— BEGIN Material for this task —

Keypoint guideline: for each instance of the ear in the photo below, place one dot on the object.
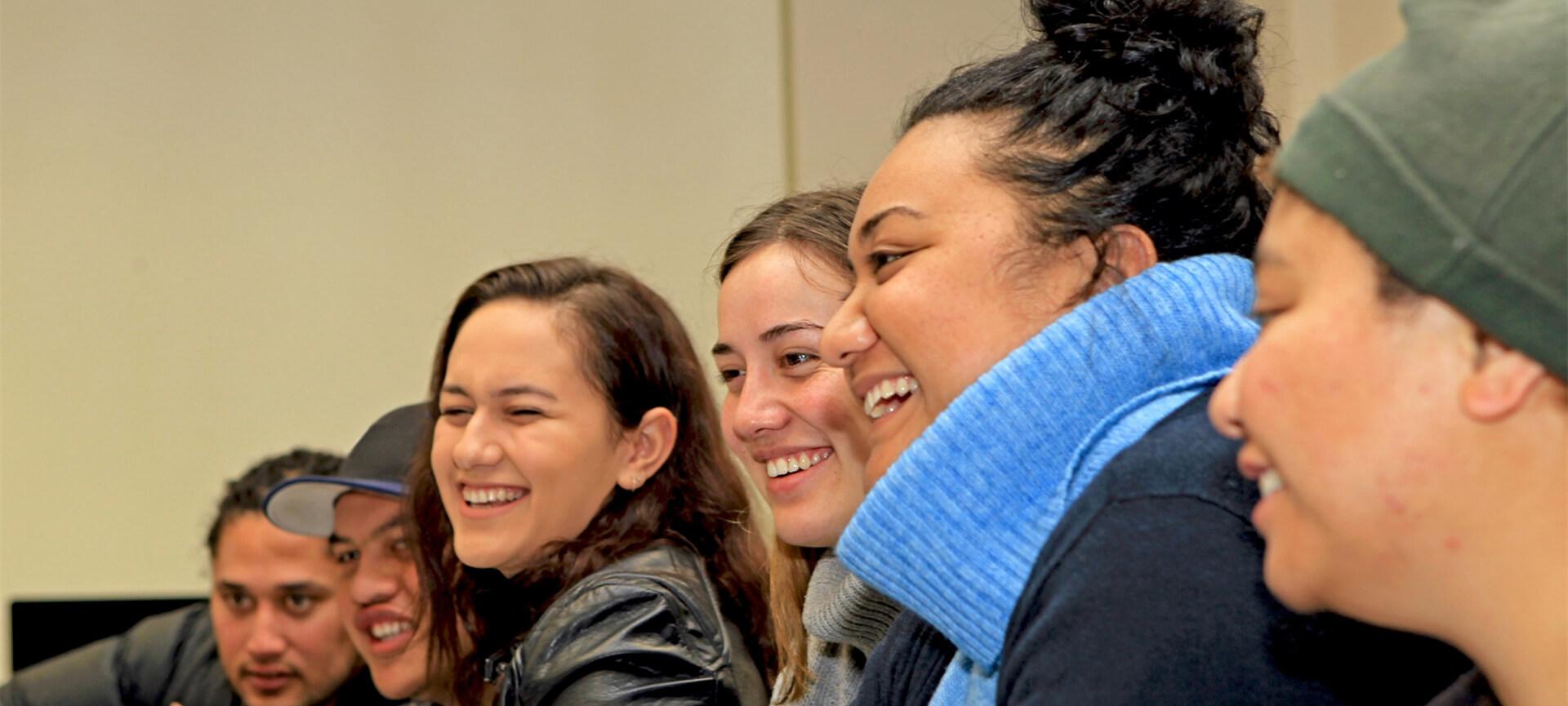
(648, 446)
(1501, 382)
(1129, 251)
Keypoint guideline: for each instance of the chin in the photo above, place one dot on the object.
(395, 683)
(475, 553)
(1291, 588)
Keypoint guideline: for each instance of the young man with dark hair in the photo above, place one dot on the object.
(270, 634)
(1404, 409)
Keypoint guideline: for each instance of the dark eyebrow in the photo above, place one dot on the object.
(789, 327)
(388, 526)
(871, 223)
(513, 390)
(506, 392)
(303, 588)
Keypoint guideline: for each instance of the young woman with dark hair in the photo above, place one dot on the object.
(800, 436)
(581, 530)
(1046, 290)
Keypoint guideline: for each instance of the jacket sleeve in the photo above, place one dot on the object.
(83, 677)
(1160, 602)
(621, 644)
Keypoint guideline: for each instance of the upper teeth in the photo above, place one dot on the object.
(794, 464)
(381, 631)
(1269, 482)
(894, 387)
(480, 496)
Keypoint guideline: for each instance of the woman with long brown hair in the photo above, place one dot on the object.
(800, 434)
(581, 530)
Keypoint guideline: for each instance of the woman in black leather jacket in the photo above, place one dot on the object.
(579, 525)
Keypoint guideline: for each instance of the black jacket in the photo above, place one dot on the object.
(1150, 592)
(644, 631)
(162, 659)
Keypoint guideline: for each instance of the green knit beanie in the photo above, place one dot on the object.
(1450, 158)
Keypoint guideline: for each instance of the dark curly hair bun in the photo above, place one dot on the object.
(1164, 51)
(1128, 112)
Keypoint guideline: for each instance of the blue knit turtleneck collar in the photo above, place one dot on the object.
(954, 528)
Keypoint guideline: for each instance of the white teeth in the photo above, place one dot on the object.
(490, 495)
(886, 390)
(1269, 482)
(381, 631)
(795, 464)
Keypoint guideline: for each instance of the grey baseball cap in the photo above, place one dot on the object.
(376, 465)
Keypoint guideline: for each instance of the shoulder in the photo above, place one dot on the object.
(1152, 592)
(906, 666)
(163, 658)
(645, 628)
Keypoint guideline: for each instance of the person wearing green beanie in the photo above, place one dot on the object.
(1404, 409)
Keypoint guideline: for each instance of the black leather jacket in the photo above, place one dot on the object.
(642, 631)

— END Material for this task —

_Instructions for the task:_
Copy out the whole listing above, swapping in "put a single mark" wherever "place one dot" appears and keeping everything else the same. Leave the pictures out.

_The response:_
Keypoint guideline: for each instance of the ear in the photo below, put a single mark on the object.
(648, 446)
(1501, 382)
(1129, 251)
Keypoint guideline: for each instance of the chin in the photo above, put a single mark on the object.
(395, 683)
(475, 553)
(1291, 588)
Keypoint guideline: for each instance of the young man with dark hair in the photo above, put a single mark on the object.
(270, 634)
(1404, 409)
Keypoint guideline: for each instance of the dark eyebrow in the photo above, put a single mark on the object.
(789, 327)
(388, 526)
(871, 223)
(513, 390)
(506, 392)
(303, 588)
Keypoint guideline: for each instance of the young woman with dark hair in the photo above, put a single mark on the object.
(800, 436)
(581, 530)
(1046, 290)
Keypoint guideline: for each instance of the jacket sleeve in the photo above, put a single mark on the object.
(83, 677)
(1160, 602)
(621, 644)
Keypoint guideline: for each instance of the upper teeth in the photo above, put a single mark on the object.
(794, 464)
(381, 631)
(1269, 482)
(894, 387)
(480, 496)
Keypoint guideline: for each instance of the woman with long brown hair in the photo above, put a single mark on the object.
(800, 434)
(581, 530)
Keypoint guideline: for each instance of the woman in black leather jacket in the photo above, put a single mark on the object.
(579, 525)
Keypoint guideline: for each instance of the black jacket in the photo above, put a single mark on the object.
(1150, 592)
(644, 631)
(162, 659)
Keypoint guideline: for each instance of the green knit beanie in the photo above, put a single mark on the object.
(1450, 158)
Keypoint guideline: for each instance of the dark curly hair bun in the photo above, put a single mark on the object.
(1164, 51)
(1128, 112)
Keypoint guideline: for each instance of the blue knit turtleneck collar in the photo above, put a single mark on the object.
(954, 528)
Keypoint guideline: for each instance of the white teeth in the photo above, put a single mark on the object.
(490, 495)
(886, 390)
(1269, 482)
(381, 631)
(795, 464)
Keypoint guideline: for each instance of the grey baseball cap in the photo above, put a single mark on the object.
(376, 465)
Keypoint guideline: for each instance of the shoulder in the photo above, put a single mark on the object.
(1152, 592)
(906, 666)
(163, 658)
(645, 628)
Keypoint guideline: for each instance of the person wearing green beanie in the photo above, put a single mark on the object.
(1404, 409)
Keypoint guideline: for each instance of the black leather jacket in the photo above, put a single mark on the object.
(642, 631)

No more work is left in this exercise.